- What you should do: Copy every one of the records below word for word, keeping each line unchanged.

── Input ──

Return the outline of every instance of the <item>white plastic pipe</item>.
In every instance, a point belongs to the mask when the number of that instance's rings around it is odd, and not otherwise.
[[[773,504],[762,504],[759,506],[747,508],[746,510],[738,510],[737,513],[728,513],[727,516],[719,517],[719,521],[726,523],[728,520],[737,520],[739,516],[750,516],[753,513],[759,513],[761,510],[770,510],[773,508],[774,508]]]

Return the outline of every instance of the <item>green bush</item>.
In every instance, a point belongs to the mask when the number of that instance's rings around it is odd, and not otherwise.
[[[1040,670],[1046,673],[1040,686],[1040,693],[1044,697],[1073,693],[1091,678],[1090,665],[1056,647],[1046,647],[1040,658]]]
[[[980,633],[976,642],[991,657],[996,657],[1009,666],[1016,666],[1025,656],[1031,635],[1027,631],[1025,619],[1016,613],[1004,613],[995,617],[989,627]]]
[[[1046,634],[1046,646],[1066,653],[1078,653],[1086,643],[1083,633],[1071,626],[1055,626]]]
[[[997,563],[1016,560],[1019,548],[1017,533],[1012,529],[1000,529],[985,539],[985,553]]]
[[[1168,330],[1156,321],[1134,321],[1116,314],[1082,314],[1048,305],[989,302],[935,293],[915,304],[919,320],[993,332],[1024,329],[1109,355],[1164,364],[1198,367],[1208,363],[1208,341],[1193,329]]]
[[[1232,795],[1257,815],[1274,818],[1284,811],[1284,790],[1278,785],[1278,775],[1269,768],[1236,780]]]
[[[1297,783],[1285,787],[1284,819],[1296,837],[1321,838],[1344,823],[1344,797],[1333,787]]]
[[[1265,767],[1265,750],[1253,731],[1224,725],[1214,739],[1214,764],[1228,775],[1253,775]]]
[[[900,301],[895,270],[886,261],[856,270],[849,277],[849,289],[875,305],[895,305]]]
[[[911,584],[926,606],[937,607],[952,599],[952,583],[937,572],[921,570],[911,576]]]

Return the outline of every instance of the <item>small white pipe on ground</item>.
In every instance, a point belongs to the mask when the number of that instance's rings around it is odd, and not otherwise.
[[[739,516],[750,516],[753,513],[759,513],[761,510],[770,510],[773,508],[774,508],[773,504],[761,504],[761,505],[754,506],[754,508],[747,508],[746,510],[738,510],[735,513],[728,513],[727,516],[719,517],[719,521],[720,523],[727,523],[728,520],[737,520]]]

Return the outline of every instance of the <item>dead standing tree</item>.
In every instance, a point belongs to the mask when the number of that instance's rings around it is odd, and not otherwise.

───

- Full answer:
Return the outline of every instance of the <item>white plastic pipe</item>.
In every instance, a point belongs to the mask when the number of that instance's rings around it is odd, and not otherwise.
[[[773,504],[762,504],[759,506],[747,508],[746,510],[738,510],[737,513],[728,513],[727,516],[719,517],[719,521],[726,523],[728,520],[737,520],[739,516],[750,516],[753,513],[759,513],[761,510],[770,510],[773,508],[774,508]]]

Return the outline of every instance of the <item>green bush</item>.
In every instance, a point belongs to the mask when the number of that instance's rings around it is odd, and not otherwise.
[[[1040,670],[1046,673],[1040,686],[1040,693],[1044,697],[1073,693],[1091,678],[1090,665],[1056,647],[1046,647],[1040,658]]]
[[[980,633],[976,642],[991,657],[996,657],[1009,666],[1016,666],[1025,656],[1031,635],[1027,631],[1025,619],[1016,613],[1004,613],[995,617],[989,627]]]
[[[1046,634],[1046,646],[1066,653],[1078,653],[1086,643],[1083,633],[1071,626],[1055,626]]]
[[[997,563],[1016,560],[1019,548],[1017,533],[1012,529],[1000,529],[985,539],[985,553]]]
[[[1168,330],[1156,321],[1134,321],[1116,314],[1082,314],[1048,305],[989,302],[935,293],[915,304],[919,320],[993,332],[1024,329],[1109,355],[1164,364],[1198,367],[1208,363],[1208,341],[1193,329]]]
[[[1232,795],[1257,815],[1274,818],[1284,811],[1284,790],[1278,785],[1278,775],[1269,768],[1236,780]]]
[[[1297,783],[1285,787],[1284,819],[1296,837],[1321,838],[1344,823],[1344,797],[1333,787]]]
[[[1265,767],[1265,750],[1253,731],[1224,725],[1214,739],[1214,764],[1228,775],[1253,775]]]
[[[900,301],[895,270],[886,261],[856,270],[849,277],[849,289],[875,305],[895,305]]]
[[[911,584],[926,606],[937,607],[952,599],[952,583],[937,572],[921,570],[911,576]]]

Return the outline of every instance of the <item>small white pipe on ground</item>.
In every instance, a point belongs to the mask when the number of that instance's rings around it is odd, and not otherwise.
[[[739,516],[750,516],[753,513],[759,513],[761,510],[770,510],[773,508],[774,508],[773,504],[761,504],[761,505],[754,506],[754,508],[747,508],[746,510],[738,510],[735,513],[728,513],[727,516],[719,517],[719,521],[720,523],[727,523],[728,520],[737,520]]]

Return the outline of every instance of the <item>dead standing tree</item>.
In every instance, a point belongs to the mask when the number of that instance's rings around it is odd, and not otherwise.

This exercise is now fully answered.